4.1 Temperature Compensation

4.1.1 Influence of Temperature on Baseline Subtraction

Temperature changes can significantly influence wave propagation. Before introducing compensation methods, the influence of temperature change on baseline subtraction is briefly presented here [16].

Two tonebursts (Hanning windowed here, but the analysis is not limited to this case) \(I_0\) and \(I_1\), with a temperature difference \(\delta T\) which causes an arrival time difference \(\delta t\), are used as the baseline and current signals.

$$\begin{aligned} I_0&=u_0 h(t)\sin (\omega t) \end{aligned}$$

(1)

$$\begin{aligned} I_1&= u_0 h(t+\delta t)\sin (\omega (t+\delta t)) \end{aligned}$$

(2)

where \(u_0\) is the amplitude, and in this case, h(t) is the Hanning window function, t is time and \(\omega \) is the angular frequency.

Dataset entries
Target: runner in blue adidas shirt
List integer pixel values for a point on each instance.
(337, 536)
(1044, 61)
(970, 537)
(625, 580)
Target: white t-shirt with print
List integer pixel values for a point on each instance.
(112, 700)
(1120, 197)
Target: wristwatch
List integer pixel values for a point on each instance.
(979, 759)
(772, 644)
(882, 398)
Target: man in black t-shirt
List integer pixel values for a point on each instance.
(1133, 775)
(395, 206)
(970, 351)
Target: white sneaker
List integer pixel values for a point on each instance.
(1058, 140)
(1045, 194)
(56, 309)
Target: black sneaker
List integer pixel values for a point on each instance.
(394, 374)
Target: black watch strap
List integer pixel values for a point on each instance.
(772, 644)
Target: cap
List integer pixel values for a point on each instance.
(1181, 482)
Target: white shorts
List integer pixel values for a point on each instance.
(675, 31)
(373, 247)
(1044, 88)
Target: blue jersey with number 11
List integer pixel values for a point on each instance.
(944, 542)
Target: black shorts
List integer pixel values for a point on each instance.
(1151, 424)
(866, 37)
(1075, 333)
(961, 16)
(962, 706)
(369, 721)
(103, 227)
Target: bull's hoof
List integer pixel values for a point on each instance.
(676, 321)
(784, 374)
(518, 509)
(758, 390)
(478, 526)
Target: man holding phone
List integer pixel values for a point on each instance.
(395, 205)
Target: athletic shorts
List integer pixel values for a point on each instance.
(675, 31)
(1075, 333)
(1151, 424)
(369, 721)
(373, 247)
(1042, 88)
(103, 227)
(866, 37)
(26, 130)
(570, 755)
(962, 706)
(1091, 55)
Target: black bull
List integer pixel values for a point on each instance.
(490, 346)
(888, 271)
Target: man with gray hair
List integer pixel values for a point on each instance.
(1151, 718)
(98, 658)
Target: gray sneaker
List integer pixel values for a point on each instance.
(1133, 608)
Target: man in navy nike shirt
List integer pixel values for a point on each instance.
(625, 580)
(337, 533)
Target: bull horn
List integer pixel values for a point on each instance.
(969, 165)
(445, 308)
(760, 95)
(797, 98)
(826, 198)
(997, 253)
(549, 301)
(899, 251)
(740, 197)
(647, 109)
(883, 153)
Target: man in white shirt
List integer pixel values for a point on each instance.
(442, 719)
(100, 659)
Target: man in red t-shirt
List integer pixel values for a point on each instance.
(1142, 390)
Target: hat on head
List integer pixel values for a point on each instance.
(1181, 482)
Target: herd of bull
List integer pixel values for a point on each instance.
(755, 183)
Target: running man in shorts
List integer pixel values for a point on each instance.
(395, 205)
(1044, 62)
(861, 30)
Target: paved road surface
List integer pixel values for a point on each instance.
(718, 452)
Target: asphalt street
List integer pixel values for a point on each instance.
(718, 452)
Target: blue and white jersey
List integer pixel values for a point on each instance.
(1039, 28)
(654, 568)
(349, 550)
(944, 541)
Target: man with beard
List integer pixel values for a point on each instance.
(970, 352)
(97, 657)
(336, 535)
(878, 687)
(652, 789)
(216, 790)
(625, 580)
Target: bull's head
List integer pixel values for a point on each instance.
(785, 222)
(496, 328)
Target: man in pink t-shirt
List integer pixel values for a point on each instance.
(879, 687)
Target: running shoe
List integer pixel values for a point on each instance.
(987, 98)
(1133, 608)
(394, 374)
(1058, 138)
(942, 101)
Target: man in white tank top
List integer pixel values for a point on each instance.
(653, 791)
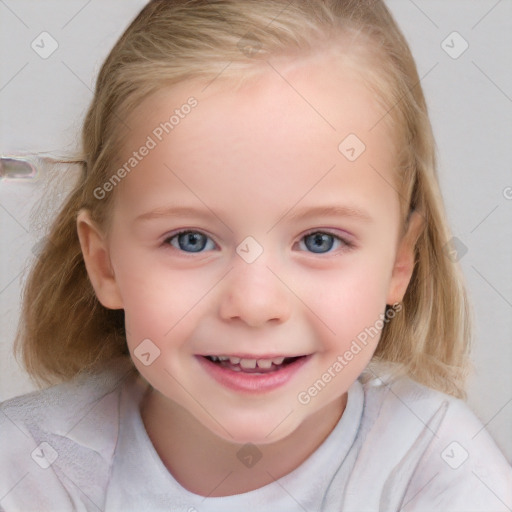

**Request 1:** Could you put the listing, starting at the line containing "Target: man in pink t-shirt" and ending at the end of the listing, into a two-column CSV with the columns instruction and output? Use one row per entry, place each value in a single quoted field with line breaks turned into spaces, and leave the picture out.
**Request 2:** Could you continue the passage on temperature effects in baseline subtraction from where it stops?
The listing has nothing to do with the passage on temperature compensation.

**Written reply 1:**
instruction,output
"Target: man in pink t-shirt List integer pixel values for a point on each instance.","(879, 687)"
"Target: running shoe List integer pixel values for a point on each instance.","(987, 98) (1133, 608) (394, 374) (1058, 138) (942, 101)"
"Target: man in white tank top List integer pixel values for a point on each instance.","(653, 791)"

**Written reply 2:**
For RF subtraction, the main concern is the phase shift caused by the temperature change, which is not affected by the window, thus the difference between h(t) and \(h(t+\delta t)\) is neglected. Hence, the result of subtracting \(I_0\) from \(I_1\) can be written as:

$$\begin{aligned} I_1-I_0 \approx u_0 h(t)(\sin (\omega (t+\delta t))-\sin (\omega t)) \end{aligned}$$

(3)

Assuming \(\delta t\) is small enough, the small angle approximation can be applied:

$$\begin{aligned} \left| I_1-I_0 \right| _\text {max}=2\pi fu_0 h(t)\delta t \end{aligned}$$

(4)

where f is frequency.

According to [14], the time shift due to the temperature change \(\delta T\) can be expressed as:

$$\begin{aligned} \delta t=\frac{d}{v}\left( \alpha -\frac{k}{v}\right) \delta T \end{aligned}$$

(5)

where d is the propagation distance, v is the phase velocity, \(\alpha \) is the thermal expansion coefficient and \(k= \delta v/\delta T\).

Therefore,

$$\begin{aligned} \left| I_1-I_0 \right| _\text {max}=2\pi fu_0 h(t)\frac{d}{v}\left( \alpha -\frac{k}{v}\right) \delta T \end{aligned}$$

(6)

From Eq. (6), it can be seen that the maximum of the residual from direct subtraction increases with the temperature change, which means that the grain noise will not be suppressed effectively by direct subtraction if \(\delta T\) is significant.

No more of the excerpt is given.